◆ PAGE TEXT:
Function-free Optimization via Comparison Oracles
Pith reviewed 2026-05-21 00:03 UTC · model grok-4.3
The pith
Optimization using only pairwise preference comparisons reaches an ε level-set gap in Õ(d D²/ε²) queries by estimating normal directions to level sets.
A machine-rendered reading of the paper's core claim, the machinery that carries it, and where it could break.
Core claim
Under regularity of the preference relation in a d-dimensional Euclidean space, normal directions to the boundary of the current preferred set can be estimated to accuracy ε using O(d log(d/ε)) comparisons. When the preference is additionally convex and obeys a local growth condition on the regularity radius, repeated normal-direction descent steps reach an ε level-set optimality gap using at most Õ(d D²/ε²) comparisons over O(D²/ε²) steps, where D is the distance from the initial point to the optimal solutions; this matches the lower bound of Ω(D²/ε²) steps for normal-direction-span methods.
What carries the argument
Normal direction estimation from a comparison oracle, which constructs an approximate normal vector to the boundary of the current preference level set to serve as a descent direction without requiring any function values.
If this is right
- The method applies even when no underlying objective function exists or when that function is nonsmooth, nonconvex, or discontinuous.
- The query complexity nearly matches information-theoretic lower bounds for comparison-based methods.
- Adaptive schemes remove the need to know the distance D or target accuracy ε in advance while preserving the same asymptotic bounds up to logs.
- The framework directly addresses preference- and ranking-based applications where numeric objective values are unavailable or meaningless.
Where Pith is reading between the lines
- The geometric view of level sets could extend to noisy or stochastic comparisons by repeating queries to control error.

◆ DATA RECORDS:

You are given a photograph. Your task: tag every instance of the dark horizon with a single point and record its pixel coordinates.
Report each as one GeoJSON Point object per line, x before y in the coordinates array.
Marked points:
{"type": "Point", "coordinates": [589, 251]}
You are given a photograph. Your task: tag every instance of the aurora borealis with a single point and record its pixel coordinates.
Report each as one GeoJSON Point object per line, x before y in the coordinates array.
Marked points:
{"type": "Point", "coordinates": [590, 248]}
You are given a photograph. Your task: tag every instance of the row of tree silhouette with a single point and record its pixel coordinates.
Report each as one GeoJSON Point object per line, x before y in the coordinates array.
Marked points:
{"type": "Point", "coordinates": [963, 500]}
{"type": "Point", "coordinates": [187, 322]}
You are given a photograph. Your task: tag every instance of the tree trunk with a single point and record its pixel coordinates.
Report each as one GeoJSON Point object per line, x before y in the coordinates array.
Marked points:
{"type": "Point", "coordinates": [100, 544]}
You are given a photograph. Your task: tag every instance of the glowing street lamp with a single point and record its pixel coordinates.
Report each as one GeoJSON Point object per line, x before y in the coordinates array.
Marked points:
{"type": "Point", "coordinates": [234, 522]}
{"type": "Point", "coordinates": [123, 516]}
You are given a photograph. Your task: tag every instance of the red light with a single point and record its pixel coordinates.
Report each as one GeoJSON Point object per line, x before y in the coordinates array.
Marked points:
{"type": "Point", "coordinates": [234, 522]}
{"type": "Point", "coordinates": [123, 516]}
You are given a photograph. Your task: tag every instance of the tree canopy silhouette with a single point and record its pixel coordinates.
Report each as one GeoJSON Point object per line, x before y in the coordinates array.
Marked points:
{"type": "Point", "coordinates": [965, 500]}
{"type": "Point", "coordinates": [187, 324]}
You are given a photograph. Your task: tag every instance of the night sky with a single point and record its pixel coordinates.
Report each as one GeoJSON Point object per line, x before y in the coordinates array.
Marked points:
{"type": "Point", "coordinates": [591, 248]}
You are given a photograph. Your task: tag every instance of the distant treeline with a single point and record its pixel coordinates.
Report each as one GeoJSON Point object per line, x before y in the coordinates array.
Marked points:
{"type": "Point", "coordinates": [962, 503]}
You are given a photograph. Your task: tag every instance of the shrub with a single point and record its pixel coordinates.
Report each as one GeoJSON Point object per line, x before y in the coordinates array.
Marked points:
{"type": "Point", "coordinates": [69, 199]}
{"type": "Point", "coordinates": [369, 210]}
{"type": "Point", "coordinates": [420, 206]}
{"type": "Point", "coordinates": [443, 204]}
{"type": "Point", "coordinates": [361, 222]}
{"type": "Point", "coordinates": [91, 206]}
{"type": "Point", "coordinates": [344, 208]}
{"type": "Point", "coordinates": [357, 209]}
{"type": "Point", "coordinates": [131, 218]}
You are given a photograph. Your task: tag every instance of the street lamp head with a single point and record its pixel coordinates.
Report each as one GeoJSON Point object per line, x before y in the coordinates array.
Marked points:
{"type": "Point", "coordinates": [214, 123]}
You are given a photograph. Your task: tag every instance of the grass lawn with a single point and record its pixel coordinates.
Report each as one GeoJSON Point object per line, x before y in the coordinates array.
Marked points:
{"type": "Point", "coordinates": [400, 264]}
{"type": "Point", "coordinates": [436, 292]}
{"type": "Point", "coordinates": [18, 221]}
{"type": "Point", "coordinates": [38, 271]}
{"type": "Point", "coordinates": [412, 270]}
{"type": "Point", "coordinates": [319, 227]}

◆ PROBLEM A: Using the page on comparison-oracle optimization, explain in one to three sentences how the method gets a descent direction without any function values.
◆ PROBLEM B: According to the page on comparison-oracle optimization, how many comparisons are needed to estimate normal directions to the boundary of the current preferred set to accuracy ε?

◆ FULL SOLUTION A: The method builds an approximate normal vector to the boundary of the current preference level set using only pairwise comparisons from the oracle. That estimated normal direction then serves as the descent direction, so no numeric function values are needed.

◆ FULL SOLUTION B: O(d log(d/ε)) comparisons.